**ESTRATTO FORNITO:**
==================================================

Lo scontro tra scienza e fede
Il personaggio di Lib, che arriva dalla più “civilizzata” Inghilterra in un’Irlanda brulla, affamata e profondamente legata a credenze popolari e religiose, rappresenta il potere salvifico della scienza e della ragione. Attenzione, perché l’intento della storia di Lelio (e prima di lui di Emma Donoghue) non è anti-religioso, ma si schiera apertamente contro ogni tipo di estremismo. A parte la giovane infermiera, infatti, gli altri personaggi del film sono guidati da credenze che gli impediscono di vedere con oggettività quello che gli si presenta davanti agli occhi, che per questo fanno del male pur credendo di essere dalla parte del bene. C’è chi ha trovato una conferma della propria fede in Dio e nel suo benefico intervento; chi, come il medico locale, è sicuro di aver scoperto il segreto dell’eterna giovinezza; poi ci sono i familiari, che caricano sulle spalle della piccola la responsabilità di espiare colpe assolutamente non sue. Solo Lib vede Anna per quello che è: una bambina che potrebbe presto morire di fame.

==================================================

**SEZIONE DATI:**
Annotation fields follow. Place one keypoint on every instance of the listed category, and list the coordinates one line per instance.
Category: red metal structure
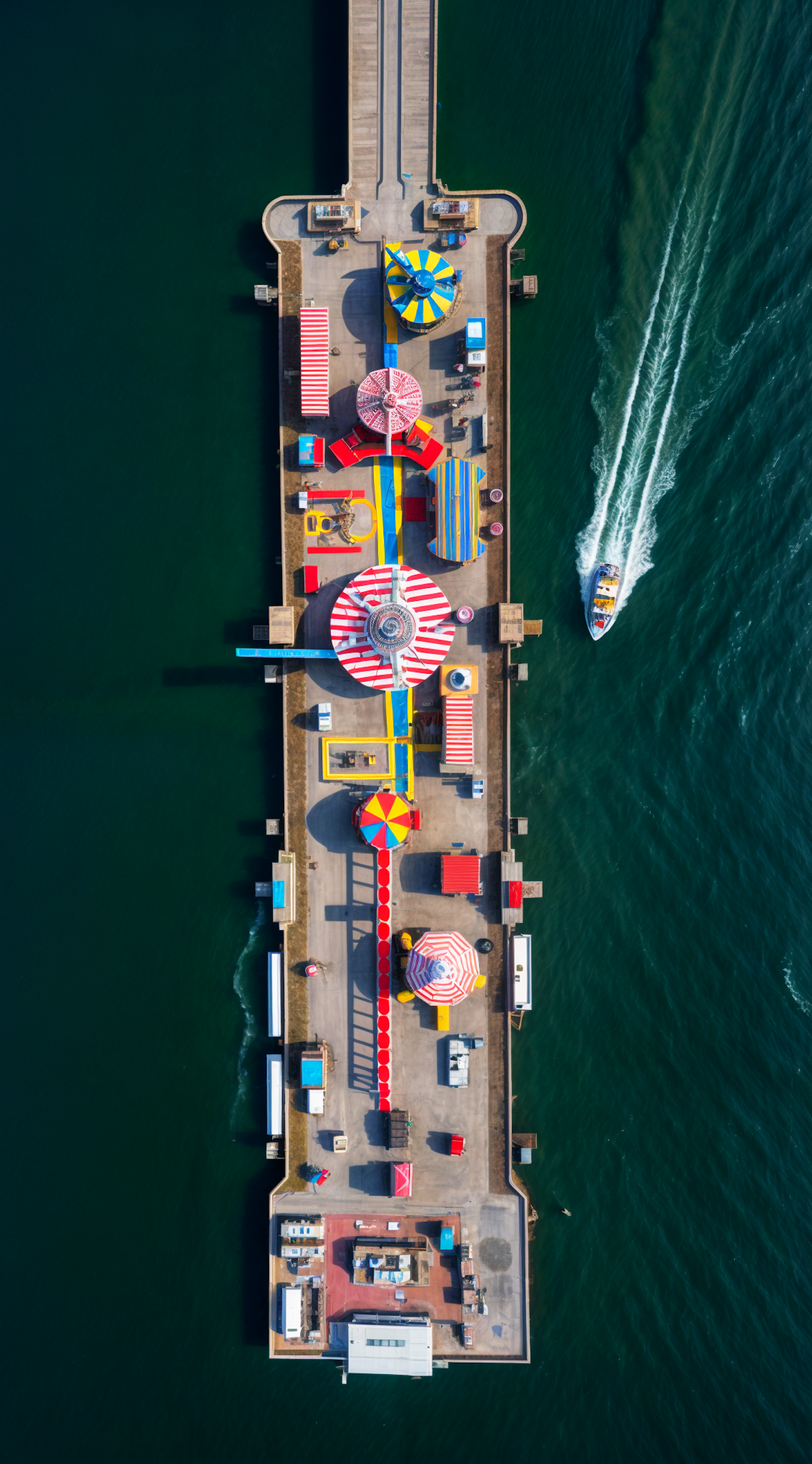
(460, 874)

==================================================

**ATTIVITÀ DA SVOLGERE:**
1) Secondo il brano sullo scontro tra scienza e fede, da quale paese arriva Lib?
2) Scrivi il seguito del brano sullo scontro tra scienza e fede, partendo subito dopo la sua ultima frase.
L'elenco proviene da una fonte diversa da quella del brano.

**RISPOSTE SCRITTE:**
1) Lib arriva dall'Inghilterra.

2)
Le atmosfere del thriller
La storia si dipana mescolando sapientemente dramma e thriller, guidandoci alla scoperta del mistero che si cela dietro il “prodigio” che fa da titolo al film costruendo atmosfere sempre più tese. Lelio si affida a una serie di location particolarmente suggestive e a una fotografia che usa le luci naturali a proprio vantaggio, veicolando ancor di più il senso di tragedia imminente che permea il racconto.
Lo spettatore non potrà quindi che lasciarsi trascinare in una storia tanto intrigante quanto profondamente angosciante, immedesimandosi completamente nella protagonista, che rappresenta appunto uno sguardo esterno, ragionevole, in una realtà in cui fede e fanatismo convivono pericolosamente.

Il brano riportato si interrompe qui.